**Exercise aim**. Update everything from the line containing "For the benchmark, mark every instance of the dry" down to the line containing "[[470, 348], [218, 430]]" by putting "point" wherever "dot" appears, leaving the rest unchanged. Write out only those lines.

Records from a collection:
↓
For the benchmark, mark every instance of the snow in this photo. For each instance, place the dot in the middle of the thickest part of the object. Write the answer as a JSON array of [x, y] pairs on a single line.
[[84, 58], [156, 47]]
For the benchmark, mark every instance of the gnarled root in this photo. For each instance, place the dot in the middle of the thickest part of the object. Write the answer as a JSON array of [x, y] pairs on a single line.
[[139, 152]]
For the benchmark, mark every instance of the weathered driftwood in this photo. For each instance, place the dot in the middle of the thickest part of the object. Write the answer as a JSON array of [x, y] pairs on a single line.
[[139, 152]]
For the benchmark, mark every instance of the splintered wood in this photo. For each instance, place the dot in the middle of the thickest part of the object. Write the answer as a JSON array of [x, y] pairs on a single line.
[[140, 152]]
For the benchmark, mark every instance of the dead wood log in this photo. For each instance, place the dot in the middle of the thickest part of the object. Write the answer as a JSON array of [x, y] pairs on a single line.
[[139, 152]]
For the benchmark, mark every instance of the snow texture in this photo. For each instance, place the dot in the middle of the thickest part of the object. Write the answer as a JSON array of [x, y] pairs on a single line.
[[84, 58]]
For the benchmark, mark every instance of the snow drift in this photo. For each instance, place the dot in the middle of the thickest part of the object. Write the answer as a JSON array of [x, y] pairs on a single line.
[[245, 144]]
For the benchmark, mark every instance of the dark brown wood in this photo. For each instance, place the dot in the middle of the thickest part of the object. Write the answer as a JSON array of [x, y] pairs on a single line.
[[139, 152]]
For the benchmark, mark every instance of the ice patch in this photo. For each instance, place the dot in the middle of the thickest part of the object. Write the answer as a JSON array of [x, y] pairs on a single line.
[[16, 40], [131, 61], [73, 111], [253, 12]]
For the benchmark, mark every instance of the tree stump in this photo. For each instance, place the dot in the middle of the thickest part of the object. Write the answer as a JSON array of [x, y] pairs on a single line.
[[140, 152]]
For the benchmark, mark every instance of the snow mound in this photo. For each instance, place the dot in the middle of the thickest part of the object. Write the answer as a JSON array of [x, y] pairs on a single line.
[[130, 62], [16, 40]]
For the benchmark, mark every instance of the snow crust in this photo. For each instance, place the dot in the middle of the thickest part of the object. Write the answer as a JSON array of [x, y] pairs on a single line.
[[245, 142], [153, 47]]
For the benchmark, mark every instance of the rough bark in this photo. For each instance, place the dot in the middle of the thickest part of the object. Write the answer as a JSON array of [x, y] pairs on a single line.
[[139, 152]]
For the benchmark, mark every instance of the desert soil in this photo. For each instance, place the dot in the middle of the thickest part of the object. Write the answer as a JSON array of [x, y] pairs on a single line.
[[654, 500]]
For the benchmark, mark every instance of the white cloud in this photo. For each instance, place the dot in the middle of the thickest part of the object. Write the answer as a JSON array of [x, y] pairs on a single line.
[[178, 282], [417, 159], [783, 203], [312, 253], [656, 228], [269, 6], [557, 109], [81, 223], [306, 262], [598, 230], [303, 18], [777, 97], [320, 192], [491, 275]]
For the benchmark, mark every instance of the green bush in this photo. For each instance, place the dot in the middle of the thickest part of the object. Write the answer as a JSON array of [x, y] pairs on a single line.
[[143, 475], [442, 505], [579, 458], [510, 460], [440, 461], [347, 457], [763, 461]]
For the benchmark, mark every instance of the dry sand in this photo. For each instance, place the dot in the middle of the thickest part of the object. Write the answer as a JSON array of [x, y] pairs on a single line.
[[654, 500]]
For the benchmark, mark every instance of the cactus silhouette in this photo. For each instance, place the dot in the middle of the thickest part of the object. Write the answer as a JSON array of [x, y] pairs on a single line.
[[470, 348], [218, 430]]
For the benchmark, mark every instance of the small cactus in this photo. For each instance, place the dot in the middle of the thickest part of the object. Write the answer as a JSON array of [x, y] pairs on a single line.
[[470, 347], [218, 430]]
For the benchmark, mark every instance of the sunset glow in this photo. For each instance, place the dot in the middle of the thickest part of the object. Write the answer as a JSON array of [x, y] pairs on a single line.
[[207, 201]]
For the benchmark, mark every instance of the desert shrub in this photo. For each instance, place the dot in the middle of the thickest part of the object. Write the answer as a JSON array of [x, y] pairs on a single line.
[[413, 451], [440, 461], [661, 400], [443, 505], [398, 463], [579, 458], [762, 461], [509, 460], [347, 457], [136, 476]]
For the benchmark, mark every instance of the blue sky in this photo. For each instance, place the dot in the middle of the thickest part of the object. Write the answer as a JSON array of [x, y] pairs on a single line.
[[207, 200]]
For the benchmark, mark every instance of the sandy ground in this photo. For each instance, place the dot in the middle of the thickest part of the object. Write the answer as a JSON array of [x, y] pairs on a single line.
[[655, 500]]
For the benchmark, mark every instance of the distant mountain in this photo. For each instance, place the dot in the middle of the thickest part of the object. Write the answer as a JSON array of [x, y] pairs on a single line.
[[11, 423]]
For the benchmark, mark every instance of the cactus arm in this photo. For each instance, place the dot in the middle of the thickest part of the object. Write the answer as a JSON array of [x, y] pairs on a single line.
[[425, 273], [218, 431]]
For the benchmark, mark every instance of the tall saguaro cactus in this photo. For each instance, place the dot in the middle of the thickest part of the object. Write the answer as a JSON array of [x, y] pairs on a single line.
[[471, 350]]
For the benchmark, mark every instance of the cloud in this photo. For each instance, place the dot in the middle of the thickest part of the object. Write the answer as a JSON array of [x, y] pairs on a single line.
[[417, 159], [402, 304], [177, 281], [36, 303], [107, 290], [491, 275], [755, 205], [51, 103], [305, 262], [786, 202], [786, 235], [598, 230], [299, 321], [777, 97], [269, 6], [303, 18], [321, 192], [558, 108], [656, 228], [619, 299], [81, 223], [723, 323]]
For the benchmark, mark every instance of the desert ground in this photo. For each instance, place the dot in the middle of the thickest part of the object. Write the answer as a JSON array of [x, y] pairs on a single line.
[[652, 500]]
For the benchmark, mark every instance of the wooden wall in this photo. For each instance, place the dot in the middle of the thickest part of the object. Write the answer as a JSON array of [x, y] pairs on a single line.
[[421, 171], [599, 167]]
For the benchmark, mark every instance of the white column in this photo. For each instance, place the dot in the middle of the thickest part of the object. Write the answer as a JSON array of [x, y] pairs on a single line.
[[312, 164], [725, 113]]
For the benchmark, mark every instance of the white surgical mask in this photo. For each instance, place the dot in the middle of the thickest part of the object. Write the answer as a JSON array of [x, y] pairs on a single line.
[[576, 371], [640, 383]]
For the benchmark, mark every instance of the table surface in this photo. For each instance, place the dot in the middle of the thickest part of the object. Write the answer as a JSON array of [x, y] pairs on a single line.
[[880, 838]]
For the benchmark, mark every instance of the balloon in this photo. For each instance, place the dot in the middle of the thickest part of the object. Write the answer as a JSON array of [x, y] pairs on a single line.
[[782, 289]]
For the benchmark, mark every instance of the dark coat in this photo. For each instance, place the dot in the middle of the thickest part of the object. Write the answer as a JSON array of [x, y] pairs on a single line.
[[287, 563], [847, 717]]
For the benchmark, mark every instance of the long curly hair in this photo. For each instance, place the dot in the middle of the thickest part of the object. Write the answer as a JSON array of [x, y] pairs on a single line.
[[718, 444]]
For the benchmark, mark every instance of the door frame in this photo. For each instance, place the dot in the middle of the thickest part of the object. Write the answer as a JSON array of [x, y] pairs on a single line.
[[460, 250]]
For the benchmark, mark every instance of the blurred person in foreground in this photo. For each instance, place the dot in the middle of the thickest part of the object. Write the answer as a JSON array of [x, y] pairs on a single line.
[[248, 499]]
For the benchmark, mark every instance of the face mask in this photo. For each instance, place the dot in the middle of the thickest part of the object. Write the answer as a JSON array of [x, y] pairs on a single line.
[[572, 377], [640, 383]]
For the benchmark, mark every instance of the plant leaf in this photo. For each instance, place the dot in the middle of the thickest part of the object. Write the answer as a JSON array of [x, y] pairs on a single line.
↑
**Answer for this exercise**.
For the benchmark, mark every instance of the dry sand in this photo. For each instance, place the point in the middle of the thickest part of the object. Write the answer as a JSON array of [x, y] pairs on a single line.
[[654, 500]]
For the benchmark, mark every instance of the cactus silhouette in this photo. For each instance, place the point in the middle of the thickest part of the object. Write the answer as a JSON array of [x, y] pairs on a single line.
[[470, 348], [218, 430]]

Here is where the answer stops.